REQUESTS:
a. Print everything from "Electric Potential Difference and" down to "on an object." in the notes on electric potential difference below.
b. Do the notes on electric potential difference below agree with each statement? Answer yes or no, and quote the deciding words. (i) Voltage is measured in Coulombs. (ii) The potential difference is also called the voltage drop across two points. (iii) In Example 2.1, the work done comes to 576 J.

SELECTED EXTRACT:
··········
Electric Potential Difference and Work

• Definition: The electric potential difference between two points is defined as the change in electrical energy divided by the amount of charge that passes between those two points.

• Alternative Names: It is also referred to as the voltage or the voltage drop across two points.

• Mathematical Formula:     $V = \frac{\Delta E_Q}{q}$     * $V$ = electric potential difference (Voltage, measured in Volts ($V$))     * $\Delta E_Q$ = change in potential energy (measured in Joules ($J$))     * $q$ = quantity of charge (measured in Coulombs ($C$))

• Work Relationship: $\Delta E_Q$ is equal to the amount of work done on an object.

• Example 2.1:     * Given: $V = 12\,V$, $q = 48\,C$, Find: $\Delta E_Q$ (Work done).     * Calculation: $12 = \frac{E_Q}{48}$     * $E_Q = 576\,J$     * The work done is equal to the amount of energy between the two points, which is $576\,J$.

• Manual Calculation (Page 3):     * Given: $t = 30\,min = 1800\,s$, $V = 120\,V$, $q = 25000\,C$.     * Work/Energy: $E_Q = V \times q = 120 \times 25000 = 3.0 \times 10^6\,J$.     * Current: $I = \frac{q}{t} = \frac{25000}{1800} = 13.89\,A$.
··········
EXCERPTED DATA:

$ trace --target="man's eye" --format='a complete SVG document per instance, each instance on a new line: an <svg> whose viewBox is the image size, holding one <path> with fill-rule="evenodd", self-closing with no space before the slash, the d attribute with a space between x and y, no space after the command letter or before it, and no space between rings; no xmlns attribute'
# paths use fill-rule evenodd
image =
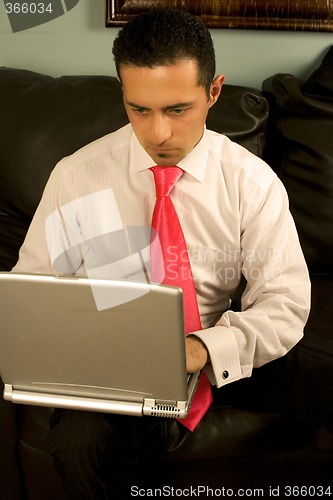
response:
<svg viewBox="0 0 333 500"><path fill-rule="evenodd" d="M171 109L170 111L171 111L171 113L173 113L174 115L182 115L182 114L184 114L184 113L185 113L186 108L180 108L180 109L177 109L177 108L176 108L176 109Z"/></svg>
<svg viewBox="0 0 333 500"><path fill-rule="evenodd" d="M134 111L138 115L144 115L145 113L147 113L147 110L145 108L132 108L132 111Z"/></svg>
··········
SOLUTIONS TO EACH TASK:
a.
Electric Potential Difference and Work

• Definition: The electric potential difference between two points is defined as the change in electrical energy divided by the amount of charge that passes between those two points.

• Alternative Names: It is also referred to as the voltage or the voltage drop across two points.

• Mathematical Formula:     $V = \frac{\Delta E_Q}{q}$     * $V$ = electric potential difference (Voltage, measured in Volts ($V$))     * $\Delta E_Q$ = change in potential energy (measured in Joules ($J$))     * $q$ = quantity of charge (measured in Coulombs ($C$))

• Work Relationship: $\Delta E_Q$ is equal to the amount of work done on an object.

b.
(i) No: "$V$ = electric potential difference (Voltage, measured in Volts ($V$))"
(ii) Yes: "It is also referred to as the voltage or the voltage drop across two points."
(iii) Yes: "The work done is equal to the amount of energy between the two points, which is $576\,J$."